[BEGIN]
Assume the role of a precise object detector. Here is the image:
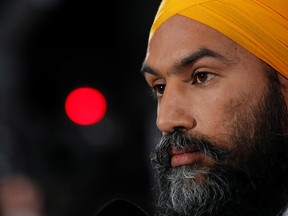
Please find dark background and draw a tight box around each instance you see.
[0,0,159,216]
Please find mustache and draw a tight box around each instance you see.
[151,129,228,167]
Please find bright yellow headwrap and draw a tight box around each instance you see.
[149,0,288,78]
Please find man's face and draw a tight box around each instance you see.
[143,15,288,216]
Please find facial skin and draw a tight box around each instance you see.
[142,15,288,216]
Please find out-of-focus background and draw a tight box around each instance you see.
[0,0,159,216]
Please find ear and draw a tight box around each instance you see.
[278,74,288,107]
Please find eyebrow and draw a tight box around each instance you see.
[140,48,228,75]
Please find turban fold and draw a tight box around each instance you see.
[149,0,288,78]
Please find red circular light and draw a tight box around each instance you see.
[65,87,106,125]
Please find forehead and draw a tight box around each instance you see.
[145,15,260,71]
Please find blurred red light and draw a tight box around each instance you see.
[65,87,107,125]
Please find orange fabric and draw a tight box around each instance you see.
[149,0,288,78]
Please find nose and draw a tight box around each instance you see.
[156,85,196,133]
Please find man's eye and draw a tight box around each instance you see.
[193,72,215,84]
[153,84,165,96]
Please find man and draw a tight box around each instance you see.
[141,0,288,216]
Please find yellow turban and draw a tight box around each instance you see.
[149,0,288,78]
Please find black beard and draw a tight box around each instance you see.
[151,68,288,216]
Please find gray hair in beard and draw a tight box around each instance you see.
[152,130,230,216]
[151,66,288,216]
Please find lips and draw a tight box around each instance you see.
[171,148,203,167]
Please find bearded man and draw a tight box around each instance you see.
[141,0,288,216]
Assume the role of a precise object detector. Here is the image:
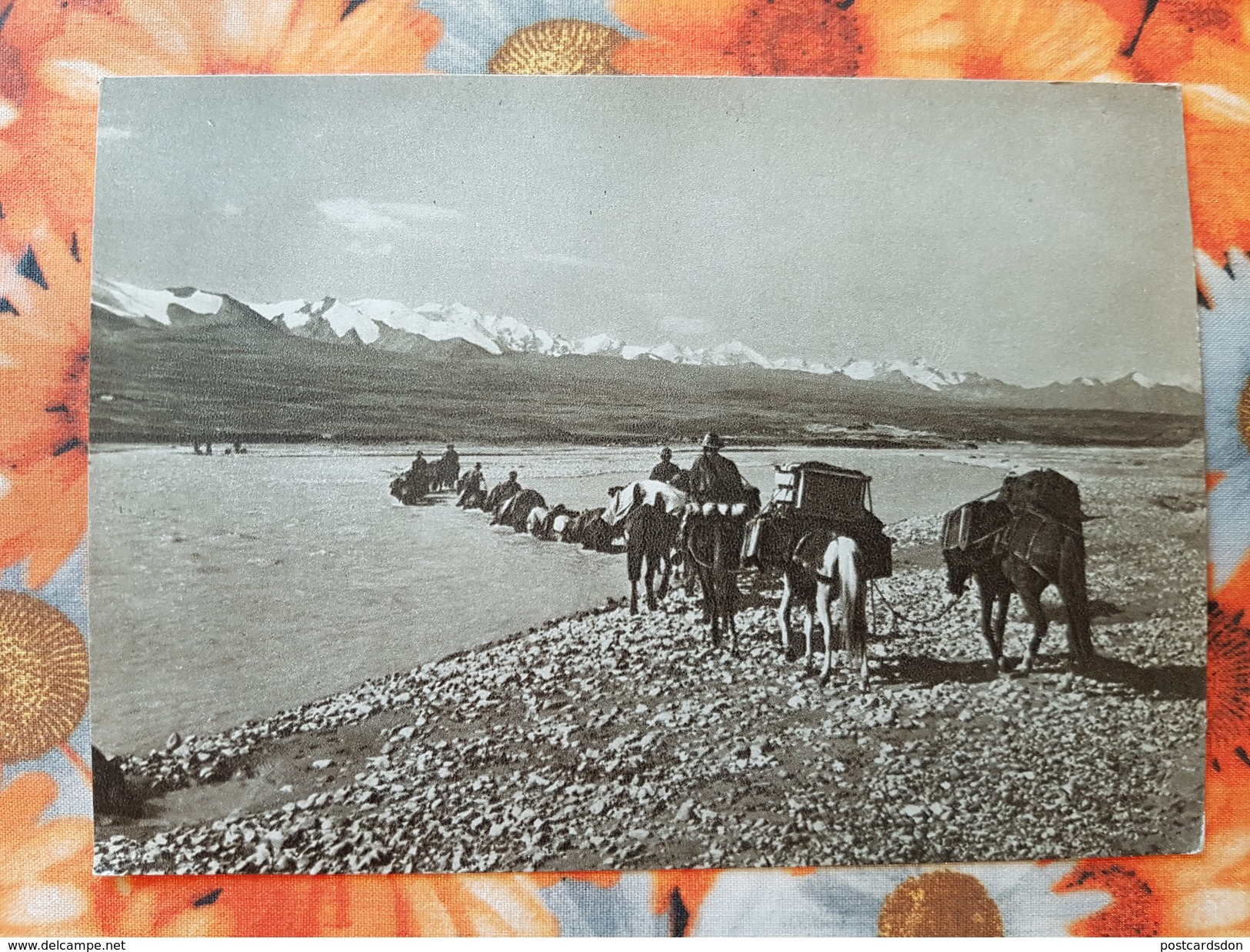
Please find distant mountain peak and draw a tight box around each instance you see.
[92,278,1202,414]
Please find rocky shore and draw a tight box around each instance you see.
[96,457,1205,874]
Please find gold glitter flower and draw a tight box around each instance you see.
[878,870,1004,937]
[0,592,88,762]
[486,20,625,76]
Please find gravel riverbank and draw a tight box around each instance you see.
[96,457,1205,874]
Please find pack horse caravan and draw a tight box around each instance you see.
[942,470,1098,674]
[742,462,894,688]
[392,448,1098,690]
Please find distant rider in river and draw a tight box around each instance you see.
[648,446,682,484]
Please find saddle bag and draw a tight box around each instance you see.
[942,502,974,552]
[1002,512,1072,578]
[998,470,1084,530]
[740,516,764,568]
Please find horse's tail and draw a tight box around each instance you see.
[1058,538,1095,661]
[838,536,868,664]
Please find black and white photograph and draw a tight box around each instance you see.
[88,76,1206,874]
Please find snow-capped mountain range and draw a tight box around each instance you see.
[92,278,1200,412]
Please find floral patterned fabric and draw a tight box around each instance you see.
[0,0,1250,936]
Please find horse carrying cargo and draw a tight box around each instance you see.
[942,470,1096,674]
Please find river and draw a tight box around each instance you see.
[88,446,1002,754]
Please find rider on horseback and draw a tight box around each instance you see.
[648,446,682,484]
[690,434,746,504]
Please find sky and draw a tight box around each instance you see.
[94,76,1198,386]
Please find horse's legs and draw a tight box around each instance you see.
[975,574,1002,670]
[778,571,795,657]
[802,602,816,662]
[625,548,642,614]
[655,552,672,601]
[1008,566,1048,677]
[808,578,834,684]
[994,590,1012,671]
[645,552,655,611]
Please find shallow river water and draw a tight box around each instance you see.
[88,446,1002,754]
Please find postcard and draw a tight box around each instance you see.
[88,76,1206,874]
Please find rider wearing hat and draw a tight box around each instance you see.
[648,446,682,482]
[690,434,746,504]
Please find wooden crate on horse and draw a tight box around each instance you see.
[742,461,894,578]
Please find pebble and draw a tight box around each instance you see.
[96,462,1205,874]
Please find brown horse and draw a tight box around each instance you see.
[942,492,1098,676]
[755,518,868,690]
[625,484,678,614]
[490,490,546,532]
[942,500,1015,672]
[684,512,742,654]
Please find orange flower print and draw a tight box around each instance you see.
[0,771,95,936]
[95,874,558,936]
[1056,764,1250,936]
[38,0,440,92]
[0,218,90,588]
[615,0,1126,80]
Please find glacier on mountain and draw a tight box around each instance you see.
[92,278,1194,398]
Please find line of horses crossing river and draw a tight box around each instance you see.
[392,446,1098,690]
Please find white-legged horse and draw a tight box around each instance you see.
[778,534,868,691]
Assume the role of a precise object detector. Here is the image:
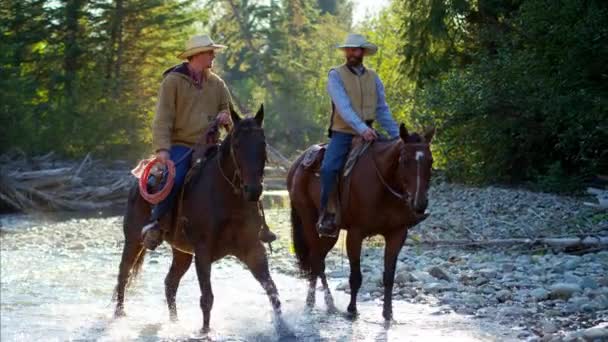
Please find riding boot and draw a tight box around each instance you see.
[317,208,339,238]
[141,220,163,251]
[258,201,277,243]
[258,222,277,243]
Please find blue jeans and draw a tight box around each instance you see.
[151,145,190,221]
[321,131,354,209]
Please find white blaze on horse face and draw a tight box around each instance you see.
[414,151,424,207]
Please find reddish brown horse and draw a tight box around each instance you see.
[287,125,435,320]
[115,107,281,332]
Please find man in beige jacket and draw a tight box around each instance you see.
[END]
Task goal:
Starting with the line that contains "Please find sky" and going on through the line that contains "[92,278,1194,398]", rewrite those lines of the items, keeping each request as it is but shifting every box coordinate up by 7.

Exercise solution:
Please find sky and draw a tight box around each instance you see.
[101,83,1205,393]
Please find horse's legs and draw a tight box around each instance you see.
[982,581,1009,677]
[785,578,802,664]
[809,609,823,669]
[632,555,649,621]
[662,559,679,608]
[1015,573,1055,684]
[815,585,841,691]
[1001,597,1019,678]
[652,559,662,618]
Please find shallow river water and draw a tight box around each instance you see.
[95,453,1009,761]
Please find postcard and draw a tight box around each instance you see.
[95,83,1213,881]
Please find rider wearing hat and draw a tight box around each instance you see.
[655,453,689,489]
[697,441,753,511]
Please find wooden crate on horse and draw a tight box around each instance you see.
[749,468,901,585]
Please find pebble and draw a tight box around each instance you see.
[103,469,1212,881]
Please find brown horse and draw a tight box around each instance you see.
[949,499,1105,683]
[762,525,875,697]
[632,491,685,621]
[497,497,553,539]
[949,507,1022,679]
[691,519,749,661]
Please find orange flower print and draw a tight box around each instance you see.
[7,778,102,943]
[102,881,565,943]
[1063,771,1257,943]
[45,7,447,99]
[7,225,97,595]
[622,7,1133,87]
Please find glacier on mountain and draw a tight box around each instance you see.
[99,285,1201,405]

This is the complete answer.